_EXERCISE DIRECTIONS_
Only lines holding the word "clear" are needed; copy each of them from the material.

_TASK INPUTS_
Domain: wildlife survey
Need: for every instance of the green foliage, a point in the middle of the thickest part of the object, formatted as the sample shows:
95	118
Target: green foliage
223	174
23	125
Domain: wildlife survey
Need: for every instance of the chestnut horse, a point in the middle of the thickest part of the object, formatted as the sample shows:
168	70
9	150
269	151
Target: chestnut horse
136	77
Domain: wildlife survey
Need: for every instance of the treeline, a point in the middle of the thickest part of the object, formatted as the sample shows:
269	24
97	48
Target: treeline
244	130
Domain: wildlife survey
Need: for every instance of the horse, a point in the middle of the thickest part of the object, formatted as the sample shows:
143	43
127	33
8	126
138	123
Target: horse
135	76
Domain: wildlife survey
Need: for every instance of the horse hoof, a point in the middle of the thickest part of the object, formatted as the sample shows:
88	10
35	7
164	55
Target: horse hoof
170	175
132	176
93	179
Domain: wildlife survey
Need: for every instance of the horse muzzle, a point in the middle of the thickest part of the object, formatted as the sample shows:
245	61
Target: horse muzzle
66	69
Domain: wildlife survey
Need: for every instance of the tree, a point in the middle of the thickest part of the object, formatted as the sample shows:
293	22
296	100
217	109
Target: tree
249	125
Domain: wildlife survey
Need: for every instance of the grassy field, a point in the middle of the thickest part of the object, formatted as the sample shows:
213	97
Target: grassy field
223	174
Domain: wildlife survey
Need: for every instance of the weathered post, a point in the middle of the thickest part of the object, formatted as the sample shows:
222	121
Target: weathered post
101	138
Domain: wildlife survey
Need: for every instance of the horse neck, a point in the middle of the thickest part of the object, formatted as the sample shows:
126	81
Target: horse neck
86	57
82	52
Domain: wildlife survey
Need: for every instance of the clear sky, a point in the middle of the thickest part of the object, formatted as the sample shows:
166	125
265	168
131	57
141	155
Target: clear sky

_WRITTEN REPLY_
Need: for every instance of the clear sky, a point in the middle of the thickest part of the object, formatted as the sample shows:
Target: clear sky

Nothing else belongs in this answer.